>> begin Source excerpt

There is something really satisfying about Autumn after such a great summer, so much so I’ve been reluctant to cut back the fading twisting Crocosmia (Lucifer) and towering Buddleja – until now that is!! Flamboyant Soundsuits triggered celebrating the summer die-back so, headfirst into weaving I went with sock yarn, a cardboard frame, secateurs and the garden table in glorious sunshine, and two pleasurable days passed.”

       



linkedin.com/in/gary-thorne


Jan Blake

“I watched a lot on Youtube of the videos made of Nick Cave’s work and was totally drawn into them. His whirling Dervishes of colourful movement reminded me of my view that is a constant in my life. Beyond my windows, I look out onto the city of Bristol masked by this sea of greenery. This last few days those trees and plants have been whisked into whirling dervishes by the wind. I became intrigued by the differences of each tree or plant.  They are all rooted to the spot yet the rhythms of their movement are changed by their shape and weight. Here are three small videos with their own unique surrounding music due to wind or traffic. More study needed to grasp another way of learning from them to use in my work.”

>> end Source excerpt

Reproduce the entire source excerpt word for word. The data after the source excerpt are separate material with no tie to it.

>> begin Supplied information

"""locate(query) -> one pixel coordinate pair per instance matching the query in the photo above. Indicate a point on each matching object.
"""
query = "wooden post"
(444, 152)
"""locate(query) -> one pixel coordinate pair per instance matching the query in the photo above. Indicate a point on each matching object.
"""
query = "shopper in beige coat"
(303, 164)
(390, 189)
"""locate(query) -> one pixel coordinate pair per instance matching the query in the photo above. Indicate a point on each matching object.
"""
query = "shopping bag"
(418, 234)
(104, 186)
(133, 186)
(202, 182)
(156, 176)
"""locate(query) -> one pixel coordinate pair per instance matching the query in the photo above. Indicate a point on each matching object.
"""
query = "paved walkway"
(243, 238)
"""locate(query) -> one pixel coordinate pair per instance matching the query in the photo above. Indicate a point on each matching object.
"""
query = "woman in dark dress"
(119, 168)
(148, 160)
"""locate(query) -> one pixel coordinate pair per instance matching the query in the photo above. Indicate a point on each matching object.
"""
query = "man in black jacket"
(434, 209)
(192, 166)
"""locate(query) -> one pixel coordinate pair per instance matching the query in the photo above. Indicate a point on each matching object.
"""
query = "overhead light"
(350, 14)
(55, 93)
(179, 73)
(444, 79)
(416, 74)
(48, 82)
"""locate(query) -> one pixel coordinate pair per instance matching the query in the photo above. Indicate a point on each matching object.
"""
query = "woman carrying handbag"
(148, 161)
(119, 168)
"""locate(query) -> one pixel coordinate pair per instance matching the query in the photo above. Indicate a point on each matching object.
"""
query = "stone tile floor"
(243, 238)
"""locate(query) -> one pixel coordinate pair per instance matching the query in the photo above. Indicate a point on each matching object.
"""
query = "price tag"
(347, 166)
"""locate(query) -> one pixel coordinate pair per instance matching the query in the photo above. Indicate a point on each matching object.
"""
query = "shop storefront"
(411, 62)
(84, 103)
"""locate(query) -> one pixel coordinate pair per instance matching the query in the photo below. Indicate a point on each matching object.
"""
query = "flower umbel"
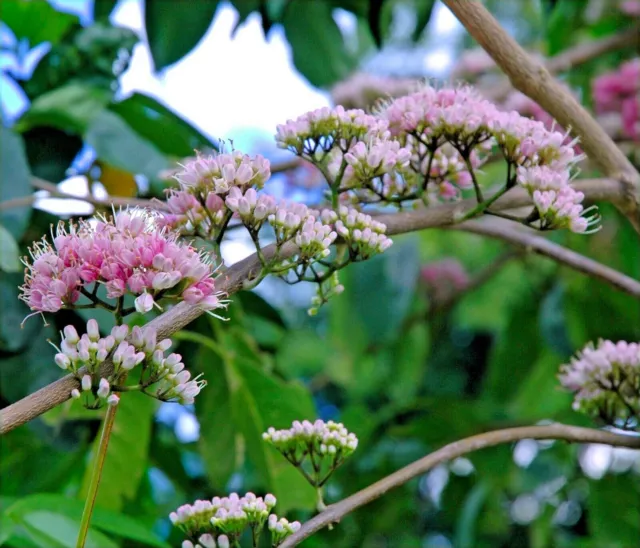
(605, 379)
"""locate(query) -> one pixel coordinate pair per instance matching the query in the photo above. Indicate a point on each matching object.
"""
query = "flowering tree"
(122, 286)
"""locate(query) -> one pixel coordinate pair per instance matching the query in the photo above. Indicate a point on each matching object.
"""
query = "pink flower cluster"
(228, 518)
(605, 379)
(362, 90)
(619, 92)
(443, 278)
(557, 202)
(173, 382)
(325, 128)
(128, 255)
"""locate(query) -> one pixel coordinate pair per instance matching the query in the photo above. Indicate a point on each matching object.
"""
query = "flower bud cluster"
(219, 173)
(281, 528)
(558, 204)
(366, 160)
(228, 517)
(173, 382)
(325, 128)
(364, 235)
(326, 445)
(128, 254)
(618, 92)
(605, 380)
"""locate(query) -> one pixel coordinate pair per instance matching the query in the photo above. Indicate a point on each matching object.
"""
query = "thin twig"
(335, 512)
(534, 80)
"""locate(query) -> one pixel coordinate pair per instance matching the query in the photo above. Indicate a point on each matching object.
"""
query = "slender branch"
(533, 79)
(531, 241)
(96, 474)
(248, 270)
(335, 512)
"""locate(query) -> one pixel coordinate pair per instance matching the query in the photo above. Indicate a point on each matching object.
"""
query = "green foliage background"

>> end Supplied information

### The answer
There is something really satisfying about Autumn after such a great summer, so much so I’ve been reluctant to cut back the fading twisting Crocosmia (Lucifer) and towering Buddleja – until now that is!! Flamboyant Soundsuits triggered celebrating the summer die-back so, headfirst into weaving I went with sock yarn, a cardboard frame, secateurs and the garden table in glorious sunshine, and two pleasurable days passed.”

       



linkedin.com/in/gary-thorne


Jan Blake

“I watched a lot on Youtube of the videos made of Nick Cave’s work and was totally drawn into them. His whirling Dervishes of colourful movement reminded me of my view that is a constant in my life. Beyond my windows, I look out onto the city of Bristol masked by this sea of greenery. This last few days those trees and plants have been whisked into whirling dervishes by the wind. I became intrigued by the differences of each tree or plant.  They are all rooted to the spot yet the rhythms of their movement are changed by their shape and weight. Here are three small videos with their own unique surrounding music due to wind or traffic. More study needed to grasp another way of learning from them to use in my work.”